Without any pictures, the records below should be reproduced exactly.

Collection entries
|---|
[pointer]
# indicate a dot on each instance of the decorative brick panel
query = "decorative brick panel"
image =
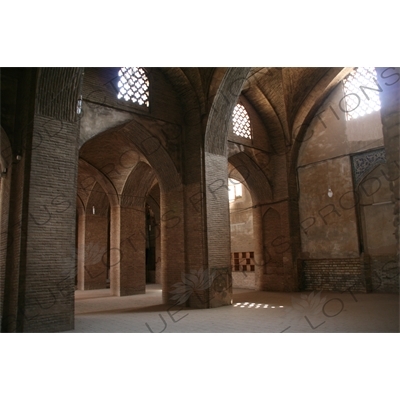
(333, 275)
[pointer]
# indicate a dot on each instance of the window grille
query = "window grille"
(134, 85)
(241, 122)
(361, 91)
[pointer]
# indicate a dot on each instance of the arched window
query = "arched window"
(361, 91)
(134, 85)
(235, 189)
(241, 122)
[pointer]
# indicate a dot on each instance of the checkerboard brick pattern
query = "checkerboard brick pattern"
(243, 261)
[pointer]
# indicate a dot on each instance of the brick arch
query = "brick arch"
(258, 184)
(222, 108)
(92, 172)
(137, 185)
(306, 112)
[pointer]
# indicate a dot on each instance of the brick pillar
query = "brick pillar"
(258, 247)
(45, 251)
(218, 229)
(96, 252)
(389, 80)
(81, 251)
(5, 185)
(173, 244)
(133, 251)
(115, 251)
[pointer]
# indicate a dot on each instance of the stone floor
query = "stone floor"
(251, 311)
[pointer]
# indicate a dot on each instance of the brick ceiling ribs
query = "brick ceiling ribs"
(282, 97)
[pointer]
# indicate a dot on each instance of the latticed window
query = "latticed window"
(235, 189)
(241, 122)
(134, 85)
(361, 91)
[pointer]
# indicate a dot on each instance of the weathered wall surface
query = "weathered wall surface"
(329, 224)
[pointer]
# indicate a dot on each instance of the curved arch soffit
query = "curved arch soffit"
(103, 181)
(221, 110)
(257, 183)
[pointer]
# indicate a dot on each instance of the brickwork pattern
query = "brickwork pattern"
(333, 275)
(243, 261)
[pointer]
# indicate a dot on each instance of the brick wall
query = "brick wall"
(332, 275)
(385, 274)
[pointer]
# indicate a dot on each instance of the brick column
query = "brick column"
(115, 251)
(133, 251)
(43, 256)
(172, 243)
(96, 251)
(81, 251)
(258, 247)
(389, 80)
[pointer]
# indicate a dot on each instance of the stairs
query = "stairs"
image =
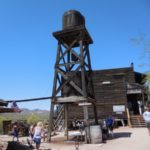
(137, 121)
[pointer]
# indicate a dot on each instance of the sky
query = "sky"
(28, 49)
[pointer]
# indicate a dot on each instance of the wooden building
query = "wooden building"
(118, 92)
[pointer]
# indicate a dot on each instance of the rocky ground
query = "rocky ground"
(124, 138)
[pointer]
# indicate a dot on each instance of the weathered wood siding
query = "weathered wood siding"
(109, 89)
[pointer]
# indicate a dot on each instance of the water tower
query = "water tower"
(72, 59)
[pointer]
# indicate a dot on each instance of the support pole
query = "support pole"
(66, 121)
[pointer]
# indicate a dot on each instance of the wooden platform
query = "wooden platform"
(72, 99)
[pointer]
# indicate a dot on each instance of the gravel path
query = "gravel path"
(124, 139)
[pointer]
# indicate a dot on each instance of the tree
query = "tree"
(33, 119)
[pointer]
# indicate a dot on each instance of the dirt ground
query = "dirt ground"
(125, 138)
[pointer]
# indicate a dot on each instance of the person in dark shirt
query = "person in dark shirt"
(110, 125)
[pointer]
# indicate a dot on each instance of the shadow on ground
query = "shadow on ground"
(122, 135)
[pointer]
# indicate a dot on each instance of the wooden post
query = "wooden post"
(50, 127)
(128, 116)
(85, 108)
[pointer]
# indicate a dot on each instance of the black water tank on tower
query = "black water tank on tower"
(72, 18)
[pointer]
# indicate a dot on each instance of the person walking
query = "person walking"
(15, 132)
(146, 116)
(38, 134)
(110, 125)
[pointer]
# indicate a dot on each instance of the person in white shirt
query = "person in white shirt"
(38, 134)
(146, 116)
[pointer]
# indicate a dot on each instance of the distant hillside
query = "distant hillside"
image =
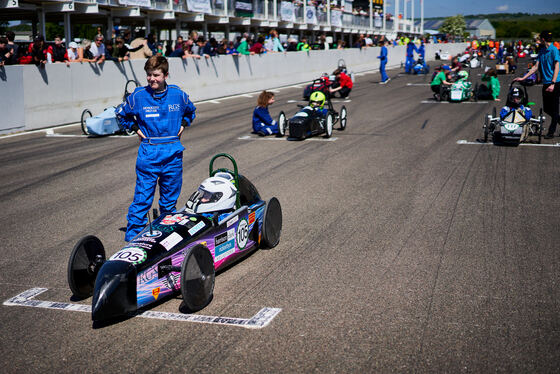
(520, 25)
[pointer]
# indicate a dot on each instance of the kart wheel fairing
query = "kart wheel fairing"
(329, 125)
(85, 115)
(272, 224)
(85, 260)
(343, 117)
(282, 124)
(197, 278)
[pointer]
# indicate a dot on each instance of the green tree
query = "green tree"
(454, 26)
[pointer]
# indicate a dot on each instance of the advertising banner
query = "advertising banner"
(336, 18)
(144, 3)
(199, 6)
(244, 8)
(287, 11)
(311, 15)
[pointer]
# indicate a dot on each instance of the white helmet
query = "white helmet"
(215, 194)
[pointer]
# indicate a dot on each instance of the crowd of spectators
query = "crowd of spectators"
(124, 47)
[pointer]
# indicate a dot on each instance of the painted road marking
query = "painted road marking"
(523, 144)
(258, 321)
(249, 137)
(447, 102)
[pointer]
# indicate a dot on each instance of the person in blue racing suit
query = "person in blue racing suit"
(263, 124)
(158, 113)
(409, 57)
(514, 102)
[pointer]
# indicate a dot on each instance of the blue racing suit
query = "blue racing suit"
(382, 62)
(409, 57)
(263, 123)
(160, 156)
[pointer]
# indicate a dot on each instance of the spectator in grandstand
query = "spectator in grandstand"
|---|
▸ Expected answer
[pointer]
# indicate a dot on each instance of the decorative brick panel
query = "decorative brick panel"
image =
(333, 275)
[pointer]
# indicate a dot on each instance of the window grille
query = "window grille"
(134, 85)
(241, 122)
(361, 91)
[pointer]
# indicate a dot on each instance of the arched window
query = "arched window"
(361, 91)
(134, 85)
(235, 189)
(241, 122)
[pointer]
# indicate a dot on each instance of the checkerboard brick pattern
query = "checkerboard brick pattern"
(243, 261)
[pointer]
# indicate a dot on each instance of the brick arch
query = "brick arch"
(258, 184)
(222, 108)
(92, 172)
(137, 185)
(306, 112)
[pointer]
# indicate a dot on each instance of the brick pillar
query = "brick pillar"
(258, 247)
(45, 251)
(218, 229)
(96, 252)
(389, 80)
(81, 251)
(5, 185)
(173, 244)
(133, 251)
(115, 251)
[pointer]
# indicate a dot on each instance of the stone floor
query = "stone floor"
(251, 311)
[pointer]
# indicate a dot on each instance of the brick ceiling ribs
query = "brick ceiling ribs"
(282, 97)
[pointer]
# indicate a dot on each instance of the latticed window
query = "latticed window"
(235, 189)
(241, 122)
(134, 85)
(361, 91)
[pointer]
# indicate a dot on each instance of the weathered wall surface
query = "weathered wall surface"
(329, 224)
[pointer]
# indicate a dot on each instance of the curved arch soffit
query = "curved arch soffit"
(103, 181)
(221, 110)
(257, 183)
[pointer]
# indicate a dot on each instance of the brickwork pattern
query = "brickwork pattern"
(333, 275)
(243, 261)
[pointer]
# indicate a dot on each instance of the brick wall
query = "brick wall"
(332, 275)
(385, 274)
[pointer]
# indicate a dot on each instance of the brick column
query = "brick column"
(115, 251)
(133, 251)
(43, 256)
(172, 243)
(96, 251)
(81, 251)
(258, 247)
(389, 80)
[pointer]
# indicate a dot on each instance of the stairs
query = "stairs"
image =
(137, 121)
[pointer]
# indicate a dot on each instance of the sky
query = "sky"
(28, 49)
[pointer]
# indicate a dot on each instance of the wooden building
query = "wooden building"
(118, 92)
[pointer]
# indicate a dot on each instance of the rocky ground
query = "rocky ground"
(124, 138)
[pointer]
# indicate a dot on each instance of the weathered wood siding
query = "weathered wood siding"
(109, 89)
[pointer]
# indicate a dot on each instance of the water tower
query = "water tower"
(72, 59)
[pointer]
# indicate a dot on each instance of the support pole
query = "support pole"
(66, 121)
[pointer]
# indicate a dot on each instance of the wooden platform
query = "wooden platform"
(72, 99)
[pointer]
# indicate a dot on each instance of the gravel path
query = "gravel path"
(124, 139)
[pointer]
# indicate a dot on each instance of the tree
query = "tree"
(33, 119)
[pointer]
# indicate a dot on each instance of the dirt ground
query = "dirt ground"
(125, 138)
[pointer]
# indicate a dot on each instance of the person in dark shirt
query = "person in dark shirt"
(110, 125)
[pointer]
# indicate a dot on each instance of the shadow on ground
query = "shadow on ground"
(122, 135)
[pointer]
# indicate a dot on each instance of the wooden post
query = "wooden post"
(50, 127)
(128, 116)
(85, 108)
[pointer]
# indicate a dot on each instance of the black water tank on tower
query = "black water tank on tower"
(72, 18)
[pointer]
# indicate a dot on each instance of the person walking
query = "person walking"
(15, 132)
(146, 116)
(38, 134)
(110, 125)
[pointer]
# indicate a dot on each instance of the person in white shirt
query = "person in white shirt"
(38, 134)
(146, 116)
[pointer]
# indicate a dot on each instance of the distant hillside
query = "distant hillside"
image =
(520, 25)
[pointer]
# indicate a dot on each instance of the kart wheel fairing
query = "kart wheel fairing"
(329, 125)
(85, 115)
(272, 224)
(85, 260)
(343, 117)
(282, 124)
(197, 278)
[pointer]
# indicate a dot on each instance of the green tree
query = "green tree"
(454, 26)
[pointer]
# indicate a dot on each instance of the advertising banner
query = "advertising banner"
(336, 18)
(144, 3)
(199, 6)
(244, 8)
(287, 11)
(311, 15)
[pointer]
# indicate a dot on each instance of the white helmet
query = "white helmet"
(215, 194)
[pointer]
# indicate a dot on each instance of the crowd of spectators
query = "crowd of spectators"
(124, 47)
[pointer]
# indicate a dot on each instance of the painted road marking
query = "painted road marking"
(523, 144)
(258, 321)
(249, 137)
(447, 102)
[pointer]
# indicate a dot on each instance of the person in blue racing suit
query = "person in blue racing suit"
(263, 124)
(158, 113)
(409, 57)
(514, 102)
[pointer]
# indicate a dot on each instance of the blue racing suit
query = "blue racing suit"
(382, 62)
(409, 57)
(263, 123)
(160, 156)
[pointer]
# indicate a dot on each instance of the spectator in grandstand
query = "spectator in grandstand"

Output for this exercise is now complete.